━━ GIVEN RECORDS ━━

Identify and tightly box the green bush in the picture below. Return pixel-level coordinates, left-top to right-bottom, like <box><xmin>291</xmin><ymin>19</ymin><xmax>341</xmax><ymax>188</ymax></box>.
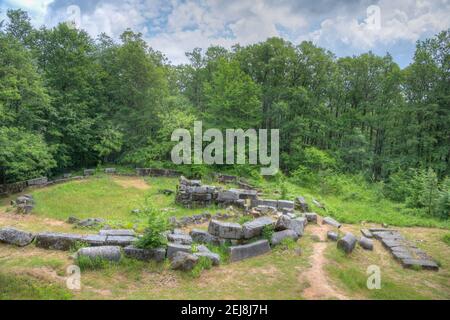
<box><xmin>442</xmin><ymin>233</ymin><xmax>450</xmax><ymax>246</ymax></box>
<box><xmin>262</xmin><ymin>225</ymin><xmax>275</xmax><ymax>242</ymax></box>
<box><xmin>135</xmin><ymin>197</ymin><xmax>169</xmax><ymax>249</ymax></box>
<box><xmin>76</xmin><ymin>256</ymin><xmax>110</xmax><ymax>271</ymax></box>
<box><xmin>191</xmin><ymin>257</ymin><xmax>212</xmax><ymax>278</ymax></box>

━━━

■ **WHAT YOU SHOULD DO**
Copy out the listing above word for word, leaving out the picture.

■ **WRITTEN ANSWER**
Identify and tightly box the green bush in the picture below. Return pixel-level coordinates, left-top to right-bottom, like <box><xmin>291</xmin><ymin>19</ymin><xmax>341</xmax><ymax>188</ymax></box>.
<box><xmin>442</xmin><ymin>233</ymin><xmax>450</xmax><ymax>246</ymax></box>
<box><xmin>262</xmin><ymin>225</ymin><xmax>275</xmax><ymax>242</ymax></box>
<box><xmin>135</xmin><ymin>197</ymin><xmax>169</xmax><ymax>249</ymax></box>
<box><xmin>76</xmin><ymin>256</ymin><xmax>110</xmax><ymax>271</ymax></box>
<box><xmin>191</xmin><ymin>257</ymin><xmax>212</xmax><ymax>278</ymax></box>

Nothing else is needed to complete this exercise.